**RECORDS:**
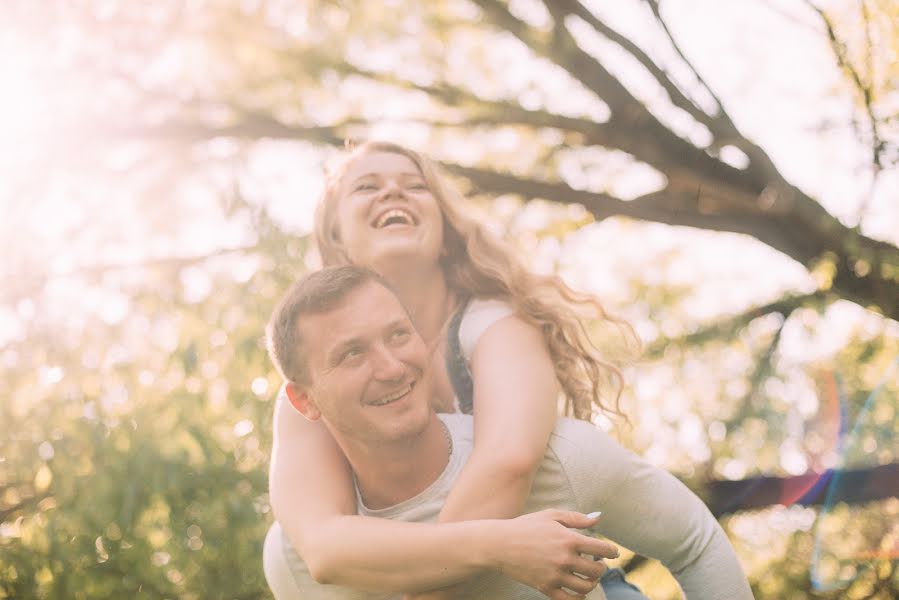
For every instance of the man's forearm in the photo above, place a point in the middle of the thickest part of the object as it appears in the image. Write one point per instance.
(390, 556)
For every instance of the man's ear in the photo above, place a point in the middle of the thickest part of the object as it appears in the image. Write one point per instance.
(299, 398)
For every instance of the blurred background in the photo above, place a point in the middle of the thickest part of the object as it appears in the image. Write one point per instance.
(722, 174)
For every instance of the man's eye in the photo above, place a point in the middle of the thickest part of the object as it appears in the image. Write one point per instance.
(350, 354)
(400, 335)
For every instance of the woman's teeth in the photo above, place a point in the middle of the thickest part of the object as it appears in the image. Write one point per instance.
(394, 217)
(392, 397)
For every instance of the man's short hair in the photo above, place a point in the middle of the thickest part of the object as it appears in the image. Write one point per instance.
(316, 293)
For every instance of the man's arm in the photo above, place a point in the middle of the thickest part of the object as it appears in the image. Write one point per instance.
(651, 512)
(313, 499)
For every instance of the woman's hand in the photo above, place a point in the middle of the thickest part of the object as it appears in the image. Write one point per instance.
(542, 550)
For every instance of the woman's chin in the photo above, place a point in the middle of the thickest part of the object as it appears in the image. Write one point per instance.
(402, 256)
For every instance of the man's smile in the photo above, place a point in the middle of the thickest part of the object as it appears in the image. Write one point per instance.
(394, 396)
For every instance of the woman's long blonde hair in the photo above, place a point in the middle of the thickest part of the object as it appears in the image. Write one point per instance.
(476, 264)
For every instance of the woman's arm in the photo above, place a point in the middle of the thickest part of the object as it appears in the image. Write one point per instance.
(313, 499)
(515, 407)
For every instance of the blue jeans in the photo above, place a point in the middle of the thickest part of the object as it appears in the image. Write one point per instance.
(616, 587)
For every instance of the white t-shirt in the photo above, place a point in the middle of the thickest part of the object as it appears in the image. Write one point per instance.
(644, 508)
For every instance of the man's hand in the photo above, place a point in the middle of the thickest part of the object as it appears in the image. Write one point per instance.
(543, 551)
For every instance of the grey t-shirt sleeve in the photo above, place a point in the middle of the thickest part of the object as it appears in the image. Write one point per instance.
(649, 511)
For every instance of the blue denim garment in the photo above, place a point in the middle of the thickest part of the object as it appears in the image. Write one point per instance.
(616, 587)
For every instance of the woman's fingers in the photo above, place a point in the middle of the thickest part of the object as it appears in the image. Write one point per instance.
(572, 519)
(597, 548)
(589, 568)
(578, 584)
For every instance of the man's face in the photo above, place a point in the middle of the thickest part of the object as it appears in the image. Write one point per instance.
(368, 368)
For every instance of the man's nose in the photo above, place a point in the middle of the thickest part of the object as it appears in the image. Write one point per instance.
(386, 365)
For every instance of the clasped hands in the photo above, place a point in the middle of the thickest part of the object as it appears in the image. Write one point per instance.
(545, 551)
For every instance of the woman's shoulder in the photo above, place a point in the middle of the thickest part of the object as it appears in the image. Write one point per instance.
(479, 315)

**TASK PROMPT:** Rewrite every item above, changing "thickest part" to "widest part" and leaving everything else as it is. Omit the pictures from your answer.

**SOLUTION BELOW:**
For every instance of the man's forearm in the photo above, place a point in the middle of the widest part of the object as it appears in the image. Write one point per instance.
(390, 556)
For every instance of the man's ear in the photo above, place a point in the middle of the widest part of the object as it appears in the image. Write one point per instance.
(299, 398)
For every instance of the blurred background in the photo above, place a point in the middle of the widest part of the object as it appears in the image. Write one point per instance.
(722, 174)
For every instance of the man's eye in the photo above, place a point in the middle of the widest part of the object as it appears in the image. Write one point per instance.
(350, 354)
(400, 335)
For every instance of the woman's teeth in the photo above, place a point in the middle of the widest part of the object as it appears in the image. Write one point per instance.
(394, 217)
(392, 397)
For every instance of the man's short hair in the photo above, place a point in the middle of the widest part of the object as it appears in the image. Write one point per instance.
(316, 293)
For every instance of the man's arm in the photo above, place a point in the middle of the widest part of the object as it appears in the image. Write one point per instance.
(651, 512)
(313, 499)
For every instance of the woman's hand in the photo above, place a point in the middle of the widest part of the object as it appears in the image. Write one point per instance.
(542, 550)
For every instance of the woman's chin in the photo above, place a point in the middle of the widest part of the object as it appears in the image. Write one point per instance.
(402, 256)
For every instance of the man's smile in the photo above, place a point in the middle of the widest part of the object as it appears in the image. Write one point per instance.
(394, 396)
For every instance of the woman's long blonde hair in the photo above, place a point in the middle of the widest part of the object as it appears in the image. Write one point per instance.
(476, 264)
For every instance of the woman's arm in the photo above, place a point in the middle of the widest part of the object as it appears in the image. Write one point per instance.
(313, 499)
(515, 407)
For every instance of the blue jeans in the photo above, place a point in the middle of the widest part of the object as it appears in the image. Write one point per instance.
(616, 587)
For every instance of the white t-shirt in the photo above, place a point in the middle of the widest part of the object as it appears in the image. Write one point per instance.
(644, 508)
For every instance of the man's hand in the photo above, place a point in the middle of the widest part of the object as it appears in the image. Write one point per instance.
(543, 551)
For every instance of the grey t-shirt sleeve in the photo above, place a point in the middle of the widest part of the object as it appears in the image. Write one point per instance.
(649, 511)
For every instance of the blue denim garment in the photo above, place a point in the middle of the widest part of the object as it appears in the image. Write one point per instance.
(616, 587)
For every instance of the woman's fingers in the photo above, place a point in the middle of the widest part of the object as it appears in the image. Write one point per instance.
(572, 519)
(597, 548)
(589, 568)
(578, 584)
For every instance of the man's face in the photo above, place a point in the middle of the widest part of the object as it appears in the image. Write one point per instance.
(368, 368)
For every instance of the man's nose in the photo above, place a point in the middle of the widest part of the object as it appears in the image. Write one point per instance.
(386, 365)
For every instance of the clasped hands in the photo above, place a point in the middle of the widest part of the object as it appears in the image. Write one point per instance.
(545, 551)
For every instance of the woman's shoulder in the photo above, place a point in the middle of the widest part of the object as it appears in the image. Write one point per instance.
(479, 315)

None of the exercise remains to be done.